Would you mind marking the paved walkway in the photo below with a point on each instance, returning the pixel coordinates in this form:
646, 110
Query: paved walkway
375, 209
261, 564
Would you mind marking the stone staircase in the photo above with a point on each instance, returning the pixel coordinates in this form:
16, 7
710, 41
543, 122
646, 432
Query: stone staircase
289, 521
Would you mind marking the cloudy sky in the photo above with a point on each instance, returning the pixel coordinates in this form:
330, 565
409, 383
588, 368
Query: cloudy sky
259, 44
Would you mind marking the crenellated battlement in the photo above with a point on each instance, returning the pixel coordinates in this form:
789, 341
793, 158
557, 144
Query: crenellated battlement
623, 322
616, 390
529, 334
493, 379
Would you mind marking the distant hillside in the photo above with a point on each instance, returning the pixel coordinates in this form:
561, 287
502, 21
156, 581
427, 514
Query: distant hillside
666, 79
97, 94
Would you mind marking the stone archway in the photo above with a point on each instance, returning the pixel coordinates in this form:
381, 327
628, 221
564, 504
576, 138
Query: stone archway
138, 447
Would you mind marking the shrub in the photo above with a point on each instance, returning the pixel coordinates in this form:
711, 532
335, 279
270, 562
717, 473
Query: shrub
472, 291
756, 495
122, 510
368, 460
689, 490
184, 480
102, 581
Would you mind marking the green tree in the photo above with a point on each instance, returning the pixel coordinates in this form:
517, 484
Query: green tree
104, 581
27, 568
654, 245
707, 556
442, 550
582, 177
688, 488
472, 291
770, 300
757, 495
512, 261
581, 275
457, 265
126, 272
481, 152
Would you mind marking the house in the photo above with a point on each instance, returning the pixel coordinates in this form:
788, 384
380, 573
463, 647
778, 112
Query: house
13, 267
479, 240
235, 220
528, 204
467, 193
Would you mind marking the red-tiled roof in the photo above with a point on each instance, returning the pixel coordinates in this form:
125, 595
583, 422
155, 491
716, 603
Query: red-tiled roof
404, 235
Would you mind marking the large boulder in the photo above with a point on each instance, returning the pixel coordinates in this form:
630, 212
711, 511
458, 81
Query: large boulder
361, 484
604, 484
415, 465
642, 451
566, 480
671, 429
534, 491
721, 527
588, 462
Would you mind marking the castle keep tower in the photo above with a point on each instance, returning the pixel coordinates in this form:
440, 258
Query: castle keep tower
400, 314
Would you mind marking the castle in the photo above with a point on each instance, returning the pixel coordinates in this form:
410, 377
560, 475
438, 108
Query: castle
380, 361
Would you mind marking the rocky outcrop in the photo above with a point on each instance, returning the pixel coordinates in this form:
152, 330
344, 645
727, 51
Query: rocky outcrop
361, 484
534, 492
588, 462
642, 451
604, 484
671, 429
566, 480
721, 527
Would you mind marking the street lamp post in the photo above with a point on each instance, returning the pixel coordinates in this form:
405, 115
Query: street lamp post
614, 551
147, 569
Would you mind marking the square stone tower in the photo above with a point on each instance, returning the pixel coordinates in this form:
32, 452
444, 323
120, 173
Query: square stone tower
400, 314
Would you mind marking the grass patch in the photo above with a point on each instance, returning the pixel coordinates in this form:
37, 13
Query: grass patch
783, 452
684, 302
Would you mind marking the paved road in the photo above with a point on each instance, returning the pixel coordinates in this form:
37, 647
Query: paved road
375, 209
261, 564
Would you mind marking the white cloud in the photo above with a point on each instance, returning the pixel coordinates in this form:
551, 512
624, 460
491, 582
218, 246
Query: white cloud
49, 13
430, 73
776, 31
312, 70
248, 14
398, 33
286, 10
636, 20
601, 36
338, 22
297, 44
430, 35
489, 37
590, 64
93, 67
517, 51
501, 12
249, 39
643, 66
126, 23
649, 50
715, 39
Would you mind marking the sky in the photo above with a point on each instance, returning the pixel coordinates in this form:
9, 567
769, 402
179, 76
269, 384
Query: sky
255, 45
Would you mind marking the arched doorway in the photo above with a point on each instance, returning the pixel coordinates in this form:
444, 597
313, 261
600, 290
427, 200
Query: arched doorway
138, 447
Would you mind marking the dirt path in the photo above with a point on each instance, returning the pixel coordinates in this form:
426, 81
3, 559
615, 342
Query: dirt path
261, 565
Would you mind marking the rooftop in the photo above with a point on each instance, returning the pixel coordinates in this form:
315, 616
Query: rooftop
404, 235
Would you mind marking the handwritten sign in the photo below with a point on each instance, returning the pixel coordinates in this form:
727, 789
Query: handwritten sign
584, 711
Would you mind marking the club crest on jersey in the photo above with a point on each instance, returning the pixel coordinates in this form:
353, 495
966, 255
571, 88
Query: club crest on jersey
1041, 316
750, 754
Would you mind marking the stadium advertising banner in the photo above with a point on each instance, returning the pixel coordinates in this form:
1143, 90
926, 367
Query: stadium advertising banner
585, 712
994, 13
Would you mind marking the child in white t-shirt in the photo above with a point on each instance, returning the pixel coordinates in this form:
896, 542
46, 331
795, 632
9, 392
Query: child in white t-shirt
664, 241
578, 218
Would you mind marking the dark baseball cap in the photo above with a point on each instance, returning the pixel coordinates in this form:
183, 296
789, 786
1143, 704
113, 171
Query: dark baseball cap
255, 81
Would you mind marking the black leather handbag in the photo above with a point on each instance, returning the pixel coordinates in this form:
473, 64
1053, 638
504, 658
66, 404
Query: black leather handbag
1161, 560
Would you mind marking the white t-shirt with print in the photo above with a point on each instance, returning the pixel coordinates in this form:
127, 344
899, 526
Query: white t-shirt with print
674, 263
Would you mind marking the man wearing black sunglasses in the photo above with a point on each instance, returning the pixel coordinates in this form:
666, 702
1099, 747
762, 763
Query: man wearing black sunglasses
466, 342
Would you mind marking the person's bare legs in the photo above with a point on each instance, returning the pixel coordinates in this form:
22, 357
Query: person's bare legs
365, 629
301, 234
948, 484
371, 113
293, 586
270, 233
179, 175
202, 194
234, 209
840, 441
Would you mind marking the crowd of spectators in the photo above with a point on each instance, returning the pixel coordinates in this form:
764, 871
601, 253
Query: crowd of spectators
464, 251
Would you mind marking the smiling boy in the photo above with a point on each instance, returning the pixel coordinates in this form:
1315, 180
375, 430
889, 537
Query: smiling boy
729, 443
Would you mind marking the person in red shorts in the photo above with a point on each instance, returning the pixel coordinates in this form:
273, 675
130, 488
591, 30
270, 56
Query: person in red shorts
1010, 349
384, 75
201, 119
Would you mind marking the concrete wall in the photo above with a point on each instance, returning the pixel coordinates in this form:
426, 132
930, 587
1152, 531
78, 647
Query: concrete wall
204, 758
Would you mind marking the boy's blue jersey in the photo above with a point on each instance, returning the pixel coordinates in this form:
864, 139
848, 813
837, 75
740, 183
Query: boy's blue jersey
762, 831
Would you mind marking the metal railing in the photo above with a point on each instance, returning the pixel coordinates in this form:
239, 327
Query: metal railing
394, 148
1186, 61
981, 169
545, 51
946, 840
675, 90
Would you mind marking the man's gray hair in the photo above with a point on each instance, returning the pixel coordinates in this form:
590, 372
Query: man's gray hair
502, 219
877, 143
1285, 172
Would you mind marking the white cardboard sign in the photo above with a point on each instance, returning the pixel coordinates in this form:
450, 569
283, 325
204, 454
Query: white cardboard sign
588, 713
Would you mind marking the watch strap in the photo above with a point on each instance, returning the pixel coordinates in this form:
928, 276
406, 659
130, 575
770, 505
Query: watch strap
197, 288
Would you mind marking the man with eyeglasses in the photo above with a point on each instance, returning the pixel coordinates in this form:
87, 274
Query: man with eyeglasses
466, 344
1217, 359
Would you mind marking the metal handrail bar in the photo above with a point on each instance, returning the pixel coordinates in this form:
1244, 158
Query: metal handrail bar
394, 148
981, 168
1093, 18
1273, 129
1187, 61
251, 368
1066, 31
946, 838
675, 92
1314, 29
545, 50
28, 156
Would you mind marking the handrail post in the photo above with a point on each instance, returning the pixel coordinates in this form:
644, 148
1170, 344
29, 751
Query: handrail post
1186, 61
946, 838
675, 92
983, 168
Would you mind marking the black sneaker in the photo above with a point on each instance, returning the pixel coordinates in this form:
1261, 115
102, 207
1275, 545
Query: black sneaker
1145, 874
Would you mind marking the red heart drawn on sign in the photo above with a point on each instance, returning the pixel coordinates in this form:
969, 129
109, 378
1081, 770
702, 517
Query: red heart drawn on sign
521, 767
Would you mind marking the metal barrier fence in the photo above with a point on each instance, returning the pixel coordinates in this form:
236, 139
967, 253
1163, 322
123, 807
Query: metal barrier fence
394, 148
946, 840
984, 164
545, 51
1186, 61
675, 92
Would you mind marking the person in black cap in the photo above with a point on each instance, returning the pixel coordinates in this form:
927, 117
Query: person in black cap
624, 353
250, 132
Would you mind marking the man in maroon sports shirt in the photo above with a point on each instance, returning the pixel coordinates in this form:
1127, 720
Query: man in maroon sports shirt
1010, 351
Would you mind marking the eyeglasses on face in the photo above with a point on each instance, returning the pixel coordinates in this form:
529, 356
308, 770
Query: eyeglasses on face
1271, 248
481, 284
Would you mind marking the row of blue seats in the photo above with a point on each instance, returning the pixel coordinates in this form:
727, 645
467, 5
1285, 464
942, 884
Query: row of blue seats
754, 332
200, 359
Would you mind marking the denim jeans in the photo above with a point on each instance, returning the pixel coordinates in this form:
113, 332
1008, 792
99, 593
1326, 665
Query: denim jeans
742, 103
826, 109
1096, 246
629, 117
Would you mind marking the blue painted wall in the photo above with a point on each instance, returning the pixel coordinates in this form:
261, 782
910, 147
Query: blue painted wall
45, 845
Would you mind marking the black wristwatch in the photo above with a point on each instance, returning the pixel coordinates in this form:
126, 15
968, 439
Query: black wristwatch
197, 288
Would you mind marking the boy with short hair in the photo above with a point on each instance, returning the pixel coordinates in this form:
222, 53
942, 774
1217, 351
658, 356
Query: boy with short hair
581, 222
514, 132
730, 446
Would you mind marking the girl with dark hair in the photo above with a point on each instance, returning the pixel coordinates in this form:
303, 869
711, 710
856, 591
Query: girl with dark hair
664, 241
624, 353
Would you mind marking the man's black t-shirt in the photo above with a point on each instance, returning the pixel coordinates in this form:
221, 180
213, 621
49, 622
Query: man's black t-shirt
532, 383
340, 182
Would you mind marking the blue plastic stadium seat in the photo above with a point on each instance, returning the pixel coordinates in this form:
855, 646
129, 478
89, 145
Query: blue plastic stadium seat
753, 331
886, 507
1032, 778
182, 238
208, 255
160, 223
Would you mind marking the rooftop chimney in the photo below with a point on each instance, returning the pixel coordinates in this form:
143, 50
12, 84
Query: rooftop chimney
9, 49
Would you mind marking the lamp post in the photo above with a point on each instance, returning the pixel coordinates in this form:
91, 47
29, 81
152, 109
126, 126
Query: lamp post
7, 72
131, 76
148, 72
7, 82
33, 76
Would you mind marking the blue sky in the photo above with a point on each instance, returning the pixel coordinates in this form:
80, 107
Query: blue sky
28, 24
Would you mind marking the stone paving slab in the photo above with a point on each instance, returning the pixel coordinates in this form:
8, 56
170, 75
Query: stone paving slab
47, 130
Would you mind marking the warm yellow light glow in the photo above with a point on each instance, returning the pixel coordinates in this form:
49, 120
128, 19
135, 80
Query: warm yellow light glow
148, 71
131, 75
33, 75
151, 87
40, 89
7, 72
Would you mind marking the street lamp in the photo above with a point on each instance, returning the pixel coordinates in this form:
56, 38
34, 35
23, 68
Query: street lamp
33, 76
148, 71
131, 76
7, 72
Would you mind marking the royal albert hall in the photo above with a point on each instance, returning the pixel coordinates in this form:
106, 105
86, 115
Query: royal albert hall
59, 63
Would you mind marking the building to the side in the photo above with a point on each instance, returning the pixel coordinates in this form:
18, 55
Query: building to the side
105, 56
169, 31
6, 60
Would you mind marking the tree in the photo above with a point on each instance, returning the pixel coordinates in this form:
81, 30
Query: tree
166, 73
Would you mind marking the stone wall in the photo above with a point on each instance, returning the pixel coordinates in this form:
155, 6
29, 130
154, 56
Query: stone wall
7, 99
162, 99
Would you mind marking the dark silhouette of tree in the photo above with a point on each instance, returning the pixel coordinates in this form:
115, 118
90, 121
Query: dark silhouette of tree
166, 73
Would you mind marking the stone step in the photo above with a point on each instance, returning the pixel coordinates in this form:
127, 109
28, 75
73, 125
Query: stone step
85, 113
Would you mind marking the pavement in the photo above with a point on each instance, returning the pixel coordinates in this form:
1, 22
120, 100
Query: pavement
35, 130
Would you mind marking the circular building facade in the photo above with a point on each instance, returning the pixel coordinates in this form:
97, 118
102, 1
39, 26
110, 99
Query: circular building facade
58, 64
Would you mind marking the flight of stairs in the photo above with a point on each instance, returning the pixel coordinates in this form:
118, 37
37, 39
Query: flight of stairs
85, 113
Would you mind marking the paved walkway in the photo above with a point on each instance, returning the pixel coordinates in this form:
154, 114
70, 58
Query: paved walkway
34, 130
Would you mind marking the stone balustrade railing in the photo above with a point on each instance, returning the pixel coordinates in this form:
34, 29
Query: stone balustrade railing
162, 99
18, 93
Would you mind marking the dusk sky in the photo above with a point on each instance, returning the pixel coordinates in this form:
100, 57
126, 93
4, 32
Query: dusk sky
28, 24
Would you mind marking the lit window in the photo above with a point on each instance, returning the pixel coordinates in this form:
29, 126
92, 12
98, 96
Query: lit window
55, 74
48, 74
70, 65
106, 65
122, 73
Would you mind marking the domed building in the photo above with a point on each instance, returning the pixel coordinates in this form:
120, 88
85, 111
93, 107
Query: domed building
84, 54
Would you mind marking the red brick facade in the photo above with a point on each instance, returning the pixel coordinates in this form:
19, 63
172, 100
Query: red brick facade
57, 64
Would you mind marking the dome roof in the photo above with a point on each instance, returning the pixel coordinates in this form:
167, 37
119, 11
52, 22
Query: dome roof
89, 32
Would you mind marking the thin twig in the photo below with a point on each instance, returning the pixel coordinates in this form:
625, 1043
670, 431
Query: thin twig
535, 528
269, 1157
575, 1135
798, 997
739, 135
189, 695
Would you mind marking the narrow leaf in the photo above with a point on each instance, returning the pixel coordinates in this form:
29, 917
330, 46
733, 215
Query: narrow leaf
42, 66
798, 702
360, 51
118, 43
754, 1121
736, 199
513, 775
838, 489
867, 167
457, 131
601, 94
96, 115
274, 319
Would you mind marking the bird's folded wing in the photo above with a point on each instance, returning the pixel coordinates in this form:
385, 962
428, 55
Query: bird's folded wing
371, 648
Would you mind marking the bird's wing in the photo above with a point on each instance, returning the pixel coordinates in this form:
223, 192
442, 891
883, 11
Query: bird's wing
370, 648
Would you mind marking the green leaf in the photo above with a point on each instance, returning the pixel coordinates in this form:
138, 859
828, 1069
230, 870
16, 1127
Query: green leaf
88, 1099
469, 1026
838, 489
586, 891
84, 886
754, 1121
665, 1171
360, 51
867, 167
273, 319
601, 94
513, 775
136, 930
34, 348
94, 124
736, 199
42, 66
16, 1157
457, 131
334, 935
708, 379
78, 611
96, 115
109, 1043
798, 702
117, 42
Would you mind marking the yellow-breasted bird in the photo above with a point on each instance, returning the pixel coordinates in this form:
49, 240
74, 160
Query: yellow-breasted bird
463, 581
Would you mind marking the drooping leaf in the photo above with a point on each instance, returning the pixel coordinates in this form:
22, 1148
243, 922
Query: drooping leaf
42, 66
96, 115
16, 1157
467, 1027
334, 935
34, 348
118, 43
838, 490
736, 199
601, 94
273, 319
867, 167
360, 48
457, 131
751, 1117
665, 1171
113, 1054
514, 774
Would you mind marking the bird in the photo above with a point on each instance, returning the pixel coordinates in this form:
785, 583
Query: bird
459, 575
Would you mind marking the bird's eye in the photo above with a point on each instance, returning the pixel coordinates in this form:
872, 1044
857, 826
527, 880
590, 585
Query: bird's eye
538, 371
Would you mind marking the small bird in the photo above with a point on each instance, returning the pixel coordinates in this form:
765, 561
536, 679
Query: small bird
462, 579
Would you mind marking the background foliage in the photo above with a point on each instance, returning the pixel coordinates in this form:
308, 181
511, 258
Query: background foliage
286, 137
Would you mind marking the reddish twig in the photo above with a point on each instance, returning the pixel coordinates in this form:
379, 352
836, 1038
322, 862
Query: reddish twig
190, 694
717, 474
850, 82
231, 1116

***

# [TASK TO COMPLETE]
Reproduce only the lines between the line containing "Would you mind marking the bird in" and the last line of the records, those two lines included, exactly.

# [EXERCISE SOLUTION]
Would you mind marking the bird in the photo above with a point on each instance, returning the pixel coordinates in this form:
785, 583
Query: bird
459, 575
Would you mind marking the bird's eye in the photo above with a point on each instance, returning the pixel coordinates in this form:
872, 1044
857, 826
527, 880
590, 585
Query: bird's eye
538, 371
Would you mind marking the small bird in the photo above with a point on each instance, returning the pixel coordinates in this form:
765, 561
536, 679
Query: small bird
462, 579
Would you mind marking the background foliage in the photo above with a point on each instance, returning the pixel coordinates in this form:
308, 181
511, 258
Query: background foliage
286, 137
Would you mind marking the reddish twig in the photo above with a point on each instance, returning the pixel coordinates in this form:
379, 352
836, 1038
322, 862
Query: reddish twig
190, 694
717, 474
850, 82
231, 1116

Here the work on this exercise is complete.